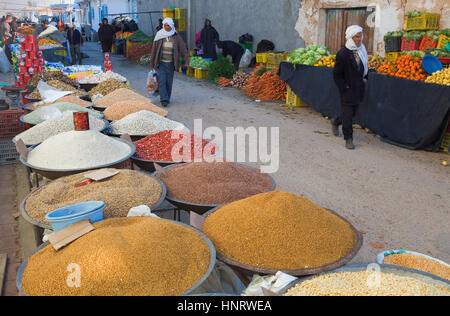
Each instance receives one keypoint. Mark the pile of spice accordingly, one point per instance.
(39, 133)
(364, 284)
(120, 193)
(47, 76)
(99, 78)
(121, 109)
(67, 99)
(37, 117)
(143, 123)
(123, 257)
(411, 261)
(279, 230)
(214, 183)
(35, 95)
(119, 95)
(159, 147)
(78, 150)
(108, 86)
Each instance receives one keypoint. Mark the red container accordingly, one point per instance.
(31, 39)
(408, 45)
(32, 55)
(81, 121)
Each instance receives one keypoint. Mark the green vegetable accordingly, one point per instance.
(221, 68)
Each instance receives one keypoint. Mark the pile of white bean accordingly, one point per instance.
(39, 133)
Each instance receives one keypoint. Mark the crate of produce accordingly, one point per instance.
(393, 44)
(427, 43)
(10, 124)
(445, 145)
(8, 152)
(443, 41)
(261, 58)
(409, 45)
(392, 56)
(168, 13)
(201, 74)
(426, 21)
(294, 100)
(180, 13)
(190, 71)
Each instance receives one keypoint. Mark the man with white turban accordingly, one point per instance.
(352, 66)
(168, 46)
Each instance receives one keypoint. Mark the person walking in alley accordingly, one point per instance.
(209, 39)
(75, 41)
(106, 34)
(234, 50)
(350, 71)
(168, 46)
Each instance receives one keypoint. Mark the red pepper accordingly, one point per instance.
(158, 147)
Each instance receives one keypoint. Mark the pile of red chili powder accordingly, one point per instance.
(161, 146)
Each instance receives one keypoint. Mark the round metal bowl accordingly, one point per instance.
(400, 271)
(201, 208)
(53, 174)
(250, 270)
(106, 126)
(212, 262)
(28, 218)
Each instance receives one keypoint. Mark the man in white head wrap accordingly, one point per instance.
(352, 66)
(168, 46)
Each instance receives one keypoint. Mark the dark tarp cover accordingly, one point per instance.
(403, 112)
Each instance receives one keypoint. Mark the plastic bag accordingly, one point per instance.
(5, 66)
(50, 94)
(246, 59)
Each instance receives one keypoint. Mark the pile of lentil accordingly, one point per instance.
(279, 230)
(121, 109)
(120, 193)
(118, 96)
(35, 95)
(78, 150)
(214, 183)
(158, 147)
(35, 116)
(143, 123)
(39, 133)
(123, 257)
(47, 76)
(357, 284)
(67, 99)
(106, 87)
(419, 263)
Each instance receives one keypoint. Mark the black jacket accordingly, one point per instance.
(348, 78)
(74, 38)
(230, 48)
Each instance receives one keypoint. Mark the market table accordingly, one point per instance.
(406, 113)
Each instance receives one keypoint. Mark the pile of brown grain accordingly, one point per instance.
(120, 193)
(122, 257)
(119, 110)
(67, 99)
(419, 263)
(279, 230)
(214, 183)
(118, 96)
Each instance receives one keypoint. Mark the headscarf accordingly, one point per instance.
(162, 34)
(361, 49)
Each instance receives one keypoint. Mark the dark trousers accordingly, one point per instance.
(165, 74)
(75, 52)
(346, 119)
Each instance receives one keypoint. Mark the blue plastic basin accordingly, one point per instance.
(431, 64)
(66, 216)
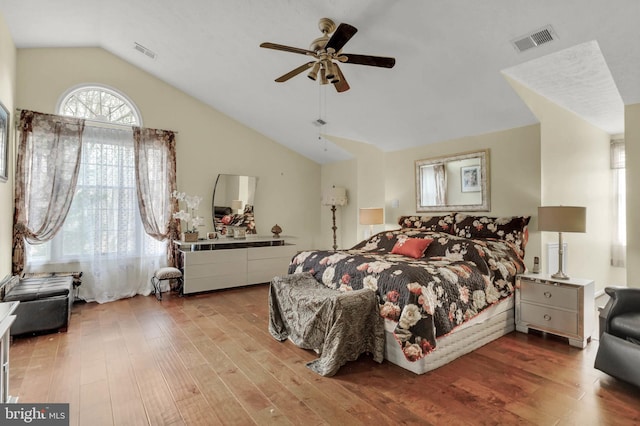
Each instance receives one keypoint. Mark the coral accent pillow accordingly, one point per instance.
(412, 247)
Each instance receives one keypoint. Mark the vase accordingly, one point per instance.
(189, 237)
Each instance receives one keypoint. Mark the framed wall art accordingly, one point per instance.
(470, 178)
(4, 143)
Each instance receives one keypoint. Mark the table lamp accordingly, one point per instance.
(562, 219)
(334, 197)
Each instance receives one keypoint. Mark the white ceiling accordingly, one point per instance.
(447, 82)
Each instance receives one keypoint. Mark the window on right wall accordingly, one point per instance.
(619, 222)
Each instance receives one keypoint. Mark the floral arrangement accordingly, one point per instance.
(189, 215)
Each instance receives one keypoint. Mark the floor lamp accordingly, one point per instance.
(562, 219)
(334, 197)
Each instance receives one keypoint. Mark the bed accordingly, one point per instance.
(445, 284)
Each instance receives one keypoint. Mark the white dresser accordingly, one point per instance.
(228, 262)
(561, 307)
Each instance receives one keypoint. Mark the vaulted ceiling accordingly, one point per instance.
(448, 81)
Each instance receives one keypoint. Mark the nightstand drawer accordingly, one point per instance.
(549, 318)
(549, 295)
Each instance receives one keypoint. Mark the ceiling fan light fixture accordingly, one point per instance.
(323, 76)
(328, 65)
(313, 74)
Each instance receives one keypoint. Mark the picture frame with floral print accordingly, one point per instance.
(470, 178)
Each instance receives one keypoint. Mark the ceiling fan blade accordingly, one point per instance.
(295, 72)
(287, 48)
(341, 85)
(374, 61)
(340, 37)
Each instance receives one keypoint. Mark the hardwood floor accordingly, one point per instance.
(209, 359)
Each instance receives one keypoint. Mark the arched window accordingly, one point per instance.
(103, 234)
(99, 103)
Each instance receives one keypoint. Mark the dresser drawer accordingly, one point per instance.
(547, 318)
(550, 295)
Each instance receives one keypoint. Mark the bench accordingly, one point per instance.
(45, 302)
(339, 325)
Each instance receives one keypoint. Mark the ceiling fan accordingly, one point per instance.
(327, 53)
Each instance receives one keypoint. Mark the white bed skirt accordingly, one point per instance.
(490, 324)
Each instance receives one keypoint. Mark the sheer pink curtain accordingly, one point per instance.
(49, 150)
(155, 160)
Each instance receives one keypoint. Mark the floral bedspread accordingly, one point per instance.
(427, 297)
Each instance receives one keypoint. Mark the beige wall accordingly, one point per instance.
(368, 177)
(632, 147)
(575, 172)
(7, 96)
(208, 142)
(515, 177)
(339, 174)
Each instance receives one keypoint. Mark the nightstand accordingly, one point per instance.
(561, 307)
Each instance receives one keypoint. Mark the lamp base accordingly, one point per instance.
(560, 276)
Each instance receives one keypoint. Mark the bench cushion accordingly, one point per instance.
(39, 288)
(340, 325)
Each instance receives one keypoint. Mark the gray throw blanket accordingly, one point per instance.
(339, 325)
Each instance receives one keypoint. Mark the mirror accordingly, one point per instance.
(232, 202)
(458, 182)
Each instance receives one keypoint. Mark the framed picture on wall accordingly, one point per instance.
(4, 142)
(470, 177)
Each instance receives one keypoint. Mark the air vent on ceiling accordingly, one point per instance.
(534, 39)
(140, 48)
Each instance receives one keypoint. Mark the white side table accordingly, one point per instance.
(561, 307)
(6, 319)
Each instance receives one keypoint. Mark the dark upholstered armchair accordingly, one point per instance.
(619, 351)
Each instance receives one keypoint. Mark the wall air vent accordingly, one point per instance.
(140, 48)
(534, 39)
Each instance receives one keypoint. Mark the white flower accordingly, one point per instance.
(327, 277)
(410, 316)
(370, 282)
(192, 202)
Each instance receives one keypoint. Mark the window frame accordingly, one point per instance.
(54, 252)
(64, 98)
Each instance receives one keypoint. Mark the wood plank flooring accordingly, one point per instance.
(209, 359)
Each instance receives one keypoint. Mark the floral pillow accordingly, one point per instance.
(428, 223)
(510, 228)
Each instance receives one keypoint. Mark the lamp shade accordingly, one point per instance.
(236, 204)
(334, 196)
(371, 216)
(562, 219)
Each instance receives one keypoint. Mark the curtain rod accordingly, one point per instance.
(91, 123)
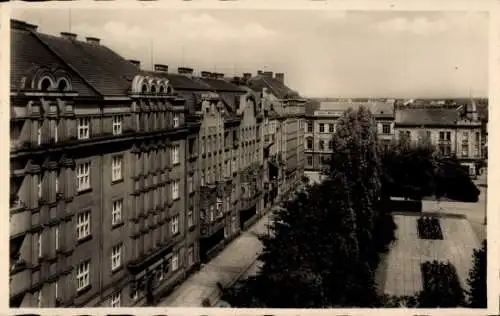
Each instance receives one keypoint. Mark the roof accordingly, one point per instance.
(427, 116)
(376, 108)
(222, 85)
(102, 68)
(276, 87)
(29, 54)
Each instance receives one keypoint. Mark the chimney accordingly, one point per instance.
(135, 63)
(280, 77)
(161, 68)
(185, 70)
(206, 74)
(21, 25)
(68, 36)
(93, 40)
(247, 76)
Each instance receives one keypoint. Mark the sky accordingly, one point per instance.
(323, 53)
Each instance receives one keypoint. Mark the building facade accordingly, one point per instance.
(321, 125)
(124, 180)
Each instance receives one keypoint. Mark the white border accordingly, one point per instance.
(369, 5)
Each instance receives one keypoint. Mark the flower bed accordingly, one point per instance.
(429, 228)
(441, 287)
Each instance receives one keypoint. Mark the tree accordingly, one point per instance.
(477, 279)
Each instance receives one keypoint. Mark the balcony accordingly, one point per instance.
(19, 282)
(20, 222)
(207, 229)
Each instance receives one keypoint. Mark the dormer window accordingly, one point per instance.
(45, 84)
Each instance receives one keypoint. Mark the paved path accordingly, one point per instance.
(226, 268)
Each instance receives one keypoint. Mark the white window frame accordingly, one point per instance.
(83, 128)
(116, 213)
(175, 154)
(82, 275)
(190, 219)
(116, 168)
(175, 262)
(83, 225)
(116, 257)
(175, 190)
(175, 225)
(83, 176)
(117, 124)
(39, 133)
(116, 300)
(176, 120)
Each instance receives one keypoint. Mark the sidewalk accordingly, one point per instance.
(226, 268)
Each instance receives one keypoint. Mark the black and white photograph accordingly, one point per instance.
(248, 158)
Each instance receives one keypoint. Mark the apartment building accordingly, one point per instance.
(322, 124)
(123, 180)
(452, 131)
(98, 176)
(286, 112)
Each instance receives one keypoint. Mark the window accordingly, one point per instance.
(83, 225)
(190, 219)
(84, 128)
(82, 275)
(116, 213)
(116, 257)
(56, 186)
(39, 244)
(386, 128)
(175, 189)
(56, 238)
(56, 131)
(190, 255)
(190, 184)
(116, 300)
(176, 120)
(116, 168)
(39, 133)
(330, 144)
(39, 186)
(117, 124)
(175, 154)
(175, 224)
(39, 298)
(321, 127)
(175, 262)
(83, 176)
(309, 143)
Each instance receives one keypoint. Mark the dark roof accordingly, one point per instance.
(427, 116)
(222, 85)
(102, 68)
(28, 54)
(376, 108)
(274, 86)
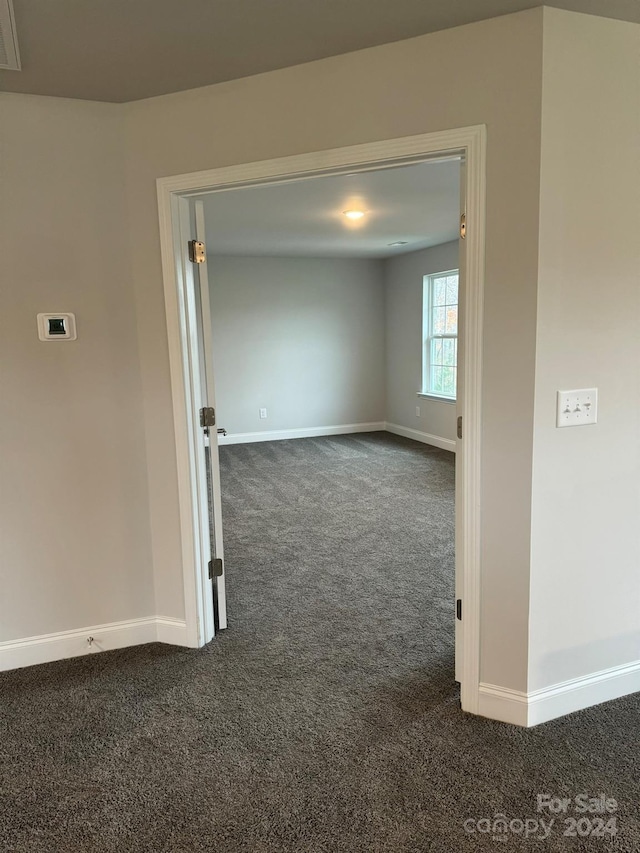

*Aim:*
Gather every line in the records that contains the word "pile". List those lines unchanged.

*Exercise response:*
Each instance receives one keypoint. Mark the pile of spice accordingly, one point per instance.
Each instance receives one keypoint. Mark the pile of white bean accordingly, one point per instance.
Each instance receives one keypoint. Mark the pile of red chili powder accordingly, one point per instance.
Each instance receives one keypoint. Mark the pile of lentil accordingly, one point per instance.
Each instance receives one keypoint. Mark the pile of brown grain accordingly, one point per instance.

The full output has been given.